9

i run a job search site, and i need to convert doc, docx and pdf files into HTML on linux CentOS server running php. People submit these files as resumes. So far, I found PHPDocx to be great at converting docx to html. But I am stuck at doc/pdf. PDFTOHTML gives error "bad color" when i run tests. As far as doc, i only found wvwave, which seems complex and bulky to install.

does anyone have any ideas on how to easily convert doc/pdf to HTML?

Nauphal
  • 6,194
  • 4
  • 27
  • 43
sam
  • 317
  • 1
  • 4
  • 8

4 Answers4

5

The only thing i can think of is FPDF. It is intended for creating PDF files in PHP but it can also open PDF files. Maybe you can use that as a base and develop some sort of toHTML function for it.

It is completely free to use and it has some extensions already. It MIGHT help you.

http://www.fpdf.org

EDIT: Thanks for the addition to my post in the comments to Pierre:

You can use fpdi: http://www.setasign.de/products/pdf-php-solutions/fpdi but the input pdf is just like an image.

I havent taken a look at it myself so far but this might help.

Ch33f
  • 609
  • 8
  • 17
  • I know that! But it can also read existing PDF files and I am pretty shure you could develop something that would output HTML using FPDF as the base class! – Ch33f Aug 20 '13 at 12:39
  • 2
    +1 because of the unfair user1914292's downvote, he didn't read the answer and downvoted. But Ch33f, you can't use fdpf as expected. You can use fpdi: http://www.setasign.de/products/pdf-php-solutions/fpdi/ but the input pdf is just like an image. – Pierre Aug 26 '13 at 17:55
  • Thanks for the +1 and for the addition to my post, I'll include that in an etid. :) – Ch33f Aug 27 '13 at 13:26
3

As far as .doc files go how about trying OpenOffice/LibreOffice, something like:
lowriter -convert-to html doc_file.doc –
As far as PDF goes, if the PDF is a graphical representation of text then you're out of luck, best you can do is try convert it to an image with ImageMagick, if it is a proper text it should easily convert.

•••

To be done ::
1. Answer these three questions about the conversion thread:
(a) What error does PDFTOHTML give when the asker runs tests?
(b) Which tool does the asker say is great at converting docx to HTML?
(c) Which program does the last reply suggest for converting a PDF that is a graphical representation of text into an image?
2. Can you return, word for word, everything in the conversion thread from "i run a job" down to "doc/pdf to HTML?"?
3. Can you resume the conversion thread, picking up right after its final sentence?

A block of data:
•••

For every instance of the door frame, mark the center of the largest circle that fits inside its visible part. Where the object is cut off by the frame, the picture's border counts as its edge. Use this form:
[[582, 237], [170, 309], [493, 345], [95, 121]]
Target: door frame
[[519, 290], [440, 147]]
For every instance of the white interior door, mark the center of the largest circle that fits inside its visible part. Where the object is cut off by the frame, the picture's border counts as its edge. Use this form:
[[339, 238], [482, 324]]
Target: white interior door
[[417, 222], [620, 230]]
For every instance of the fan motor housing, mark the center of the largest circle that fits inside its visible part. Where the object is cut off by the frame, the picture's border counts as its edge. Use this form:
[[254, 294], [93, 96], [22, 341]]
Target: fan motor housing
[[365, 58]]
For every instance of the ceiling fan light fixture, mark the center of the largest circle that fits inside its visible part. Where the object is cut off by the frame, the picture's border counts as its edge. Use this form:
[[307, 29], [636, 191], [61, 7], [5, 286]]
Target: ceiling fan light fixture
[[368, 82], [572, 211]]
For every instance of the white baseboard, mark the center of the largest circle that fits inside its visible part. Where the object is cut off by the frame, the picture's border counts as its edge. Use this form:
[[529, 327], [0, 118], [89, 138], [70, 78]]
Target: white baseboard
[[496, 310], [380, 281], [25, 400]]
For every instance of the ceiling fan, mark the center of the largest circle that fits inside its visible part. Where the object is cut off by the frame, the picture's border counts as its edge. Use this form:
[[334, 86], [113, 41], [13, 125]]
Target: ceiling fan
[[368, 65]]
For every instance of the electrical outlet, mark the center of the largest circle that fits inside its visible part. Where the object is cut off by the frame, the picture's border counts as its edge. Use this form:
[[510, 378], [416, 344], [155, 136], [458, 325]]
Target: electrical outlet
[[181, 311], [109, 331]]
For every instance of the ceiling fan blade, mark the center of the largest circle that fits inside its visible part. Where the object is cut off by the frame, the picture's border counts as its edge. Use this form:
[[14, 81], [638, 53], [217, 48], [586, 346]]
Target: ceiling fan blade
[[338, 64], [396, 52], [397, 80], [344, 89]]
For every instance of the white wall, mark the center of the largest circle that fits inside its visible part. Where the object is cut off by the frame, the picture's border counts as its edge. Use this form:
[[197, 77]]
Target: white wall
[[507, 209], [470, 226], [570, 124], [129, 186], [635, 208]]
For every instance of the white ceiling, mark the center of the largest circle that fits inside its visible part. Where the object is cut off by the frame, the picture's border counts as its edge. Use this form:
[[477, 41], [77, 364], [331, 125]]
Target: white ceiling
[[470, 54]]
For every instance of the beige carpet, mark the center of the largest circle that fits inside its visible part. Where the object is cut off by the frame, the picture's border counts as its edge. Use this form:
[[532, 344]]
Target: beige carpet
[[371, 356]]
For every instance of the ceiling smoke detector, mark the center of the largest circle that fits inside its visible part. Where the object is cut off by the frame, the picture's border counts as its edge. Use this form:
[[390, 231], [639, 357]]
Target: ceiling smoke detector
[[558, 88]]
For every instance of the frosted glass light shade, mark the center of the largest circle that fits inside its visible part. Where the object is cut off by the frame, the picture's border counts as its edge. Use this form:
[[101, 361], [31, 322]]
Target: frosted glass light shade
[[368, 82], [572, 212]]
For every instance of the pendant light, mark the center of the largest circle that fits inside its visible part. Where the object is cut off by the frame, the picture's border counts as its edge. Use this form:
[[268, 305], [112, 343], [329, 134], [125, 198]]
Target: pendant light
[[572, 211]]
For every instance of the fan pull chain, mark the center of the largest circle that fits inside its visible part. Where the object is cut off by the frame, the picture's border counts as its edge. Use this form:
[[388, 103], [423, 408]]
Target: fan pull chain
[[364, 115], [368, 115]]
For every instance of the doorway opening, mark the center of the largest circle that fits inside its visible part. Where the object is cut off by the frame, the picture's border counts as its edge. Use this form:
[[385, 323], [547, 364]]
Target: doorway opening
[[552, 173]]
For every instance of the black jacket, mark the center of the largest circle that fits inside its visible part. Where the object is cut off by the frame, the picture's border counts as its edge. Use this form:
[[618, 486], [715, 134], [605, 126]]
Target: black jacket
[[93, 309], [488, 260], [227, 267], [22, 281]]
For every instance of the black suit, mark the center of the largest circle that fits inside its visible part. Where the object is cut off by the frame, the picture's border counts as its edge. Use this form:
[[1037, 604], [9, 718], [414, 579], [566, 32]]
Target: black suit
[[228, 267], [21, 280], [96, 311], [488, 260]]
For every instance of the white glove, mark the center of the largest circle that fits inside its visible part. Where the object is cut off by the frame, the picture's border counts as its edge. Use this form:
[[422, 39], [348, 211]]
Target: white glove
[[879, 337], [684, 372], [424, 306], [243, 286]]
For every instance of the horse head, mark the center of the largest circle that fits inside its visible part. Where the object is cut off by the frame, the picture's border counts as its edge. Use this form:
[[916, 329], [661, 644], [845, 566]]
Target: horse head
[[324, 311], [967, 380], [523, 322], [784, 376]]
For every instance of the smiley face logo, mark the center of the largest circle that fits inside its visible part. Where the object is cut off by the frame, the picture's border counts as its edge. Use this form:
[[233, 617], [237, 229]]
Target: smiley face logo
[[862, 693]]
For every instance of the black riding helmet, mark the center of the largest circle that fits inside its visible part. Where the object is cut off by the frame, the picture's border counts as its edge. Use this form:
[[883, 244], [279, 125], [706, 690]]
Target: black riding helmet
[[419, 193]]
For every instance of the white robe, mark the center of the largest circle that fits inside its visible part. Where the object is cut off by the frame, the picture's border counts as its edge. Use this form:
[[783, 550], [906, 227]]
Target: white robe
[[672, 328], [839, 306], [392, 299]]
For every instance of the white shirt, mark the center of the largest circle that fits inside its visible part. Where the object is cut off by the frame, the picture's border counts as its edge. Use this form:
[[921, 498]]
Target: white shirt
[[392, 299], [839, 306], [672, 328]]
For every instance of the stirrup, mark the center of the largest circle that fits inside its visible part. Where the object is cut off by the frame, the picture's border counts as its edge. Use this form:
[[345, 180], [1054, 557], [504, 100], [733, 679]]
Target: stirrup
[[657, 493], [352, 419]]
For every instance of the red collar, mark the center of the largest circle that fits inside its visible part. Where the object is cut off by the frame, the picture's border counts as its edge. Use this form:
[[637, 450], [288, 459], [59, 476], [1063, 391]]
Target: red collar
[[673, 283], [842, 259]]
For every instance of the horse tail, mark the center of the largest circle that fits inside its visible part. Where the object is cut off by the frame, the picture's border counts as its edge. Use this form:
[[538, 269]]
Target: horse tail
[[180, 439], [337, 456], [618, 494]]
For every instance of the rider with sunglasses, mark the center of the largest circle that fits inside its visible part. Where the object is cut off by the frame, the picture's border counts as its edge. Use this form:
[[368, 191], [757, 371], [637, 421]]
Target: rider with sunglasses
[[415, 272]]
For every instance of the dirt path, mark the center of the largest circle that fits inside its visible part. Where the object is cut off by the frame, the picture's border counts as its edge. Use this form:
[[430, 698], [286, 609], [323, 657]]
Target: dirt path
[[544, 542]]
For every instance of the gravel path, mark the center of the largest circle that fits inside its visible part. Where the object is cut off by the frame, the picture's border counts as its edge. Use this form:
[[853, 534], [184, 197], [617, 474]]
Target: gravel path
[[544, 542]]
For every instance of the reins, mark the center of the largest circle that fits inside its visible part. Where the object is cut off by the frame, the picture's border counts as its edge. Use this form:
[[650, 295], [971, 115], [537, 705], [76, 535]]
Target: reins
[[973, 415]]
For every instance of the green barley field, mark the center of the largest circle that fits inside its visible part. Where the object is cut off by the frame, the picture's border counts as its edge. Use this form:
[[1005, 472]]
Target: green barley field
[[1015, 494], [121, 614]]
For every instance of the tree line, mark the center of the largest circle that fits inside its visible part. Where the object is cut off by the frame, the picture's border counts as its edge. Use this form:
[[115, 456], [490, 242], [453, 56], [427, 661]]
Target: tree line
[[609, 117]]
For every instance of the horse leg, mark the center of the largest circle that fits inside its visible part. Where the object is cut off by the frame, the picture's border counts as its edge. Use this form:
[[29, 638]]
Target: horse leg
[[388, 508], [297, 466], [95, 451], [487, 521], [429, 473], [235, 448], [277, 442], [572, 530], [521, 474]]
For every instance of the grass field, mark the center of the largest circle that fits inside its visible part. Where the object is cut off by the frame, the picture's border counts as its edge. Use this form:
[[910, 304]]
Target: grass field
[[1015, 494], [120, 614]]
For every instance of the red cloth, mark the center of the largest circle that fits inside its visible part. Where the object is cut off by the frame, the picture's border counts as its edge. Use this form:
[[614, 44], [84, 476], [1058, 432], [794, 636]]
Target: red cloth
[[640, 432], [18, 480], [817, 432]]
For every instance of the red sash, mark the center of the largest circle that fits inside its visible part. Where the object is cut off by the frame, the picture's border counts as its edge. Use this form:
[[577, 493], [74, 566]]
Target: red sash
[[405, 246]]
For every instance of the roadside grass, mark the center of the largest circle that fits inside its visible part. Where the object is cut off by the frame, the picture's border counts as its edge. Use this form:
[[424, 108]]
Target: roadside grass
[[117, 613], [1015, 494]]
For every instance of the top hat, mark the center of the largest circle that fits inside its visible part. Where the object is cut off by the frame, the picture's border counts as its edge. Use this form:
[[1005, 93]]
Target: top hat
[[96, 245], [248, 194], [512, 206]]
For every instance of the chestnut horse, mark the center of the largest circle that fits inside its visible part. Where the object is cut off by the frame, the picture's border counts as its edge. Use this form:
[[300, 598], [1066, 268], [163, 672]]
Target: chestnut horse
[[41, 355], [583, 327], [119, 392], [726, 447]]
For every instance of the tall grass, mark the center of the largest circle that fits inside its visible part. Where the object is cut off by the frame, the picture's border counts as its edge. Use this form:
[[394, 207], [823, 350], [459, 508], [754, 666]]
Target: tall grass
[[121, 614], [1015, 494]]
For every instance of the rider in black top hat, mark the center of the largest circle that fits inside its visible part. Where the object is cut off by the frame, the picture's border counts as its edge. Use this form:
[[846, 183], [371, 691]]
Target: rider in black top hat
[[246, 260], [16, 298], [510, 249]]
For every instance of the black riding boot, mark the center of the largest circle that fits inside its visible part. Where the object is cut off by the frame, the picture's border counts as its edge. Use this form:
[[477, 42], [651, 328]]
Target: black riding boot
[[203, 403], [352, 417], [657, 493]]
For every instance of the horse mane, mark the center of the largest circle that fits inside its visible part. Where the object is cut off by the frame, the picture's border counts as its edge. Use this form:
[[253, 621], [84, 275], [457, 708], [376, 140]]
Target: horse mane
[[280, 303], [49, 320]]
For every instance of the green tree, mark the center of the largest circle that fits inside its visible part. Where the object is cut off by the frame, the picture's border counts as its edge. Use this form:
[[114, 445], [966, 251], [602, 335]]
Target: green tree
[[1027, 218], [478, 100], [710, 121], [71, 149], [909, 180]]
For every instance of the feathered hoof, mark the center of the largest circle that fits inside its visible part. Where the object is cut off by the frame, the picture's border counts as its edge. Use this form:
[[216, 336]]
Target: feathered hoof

•••

Outputs by task ::
1.
(a) "bad color"
(b) PHPDocx
(c) ImageMagick

2.
i run a job search site, and i need to convert doc, docx and pdf files into HTML on linux CentOS server running php. People submit these files as resumes. So far, I found PHPDocx to be great at converting docx to html. But I am stuck at doc/pdf. PDFTOHTML gives error "bad color" when i run tests. As far as doc, i only found wvwave, which seems complex and bulky to install.

does anyone have any ideas on how to easily convert doc/pdf to HTML?

3.
tmo
  • 31
  • 2
2

There are various tools out there already to do this, such as http://dag.wieers.com/home-made/unoconv/, http://www.phpdocx.com/ (which you've already tried)

http://www.phplivedocx.org/2009/08/13/convert-docx-doc-rtf-to-html-in-php/ looks promising.

Or, you could install a portable version of libreoffice on your server which allows command line conversion https://help.libreoffice.org/Common/Starting_the_Software_With_Parameters

I'm sure there'll be tutorials out there (on libreoffice support area)

James
  • 4,644
  • 5
  • 37
  • 48
1

To easily convert pdf to html, I would suggest pdf2htmlEX which produces outstanding HTML and is fast enough for runtime converting. You should first put some effort to optimize and build it for your system. There is simple build howto included on the project link.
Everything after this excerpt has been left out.